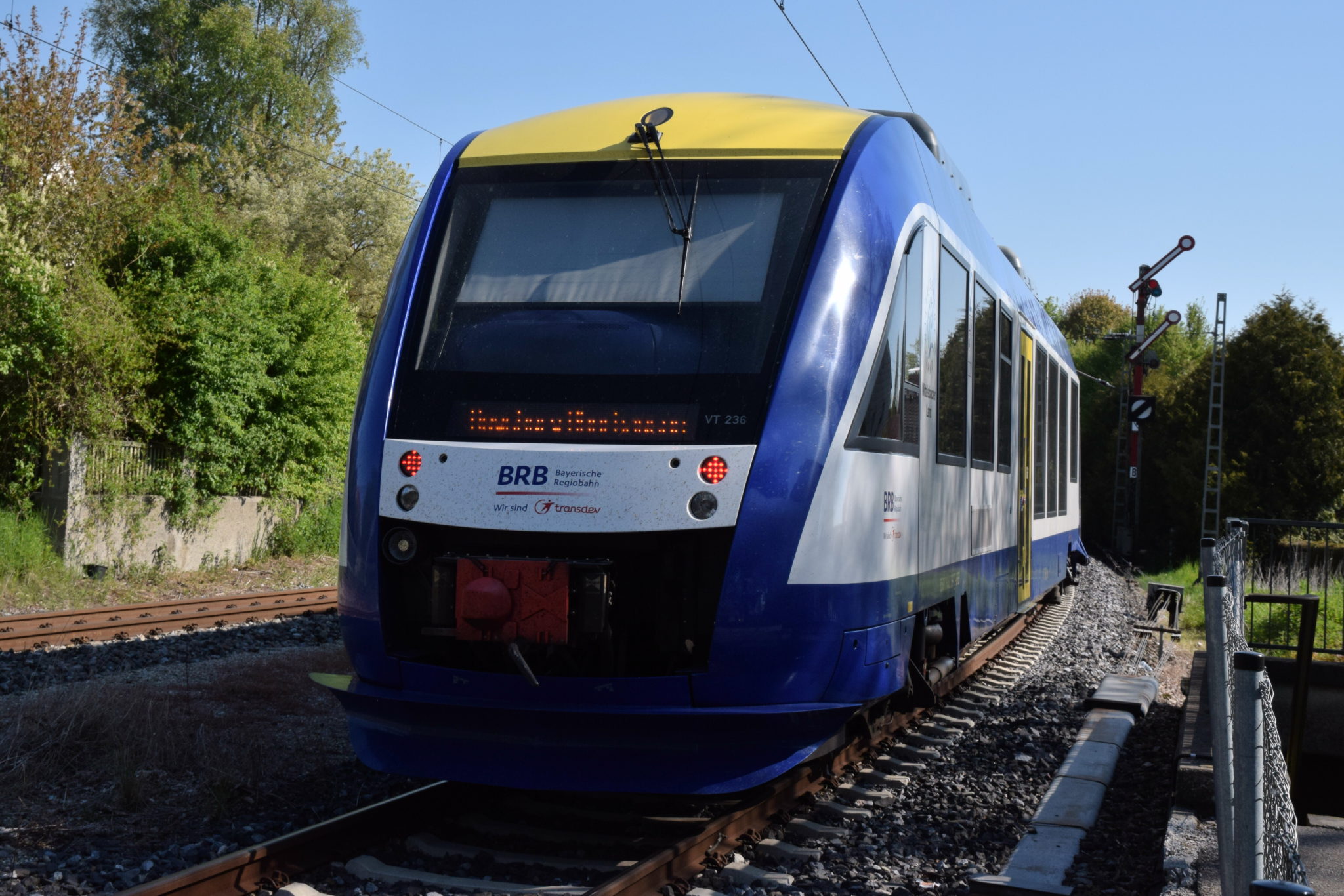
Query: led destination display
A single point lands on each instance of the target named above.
(564, 422)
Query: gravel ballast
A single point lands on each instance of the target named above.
(27, 669)
(964, 813)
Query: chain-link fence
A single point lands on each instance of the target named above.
(1281, 857)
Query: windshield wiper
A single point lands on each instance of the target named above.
(647, 132)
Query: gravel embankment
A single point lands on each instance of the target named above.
(27, 669)
(125, 761)
(964, 815)
(960, 816)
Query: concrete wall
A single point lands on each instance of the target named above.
(135, 529)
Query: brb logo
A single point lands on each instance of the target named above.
(523, 476)
(547, 506)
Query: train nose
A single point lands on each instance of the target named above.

**WORK TO BE COMPLETED**
Rewrite the lines above as a Markdown table with the columns "Row" and "Line," starting with the line containing "Query: train nose" and continuing through the last line. Number each row, and leave out any blank lines.

**COMPLETED TASK**
| Row | Line |
|---|---|
| 1 | Query: train nose |
| 2 | A single point lands on each instance of the target named above. |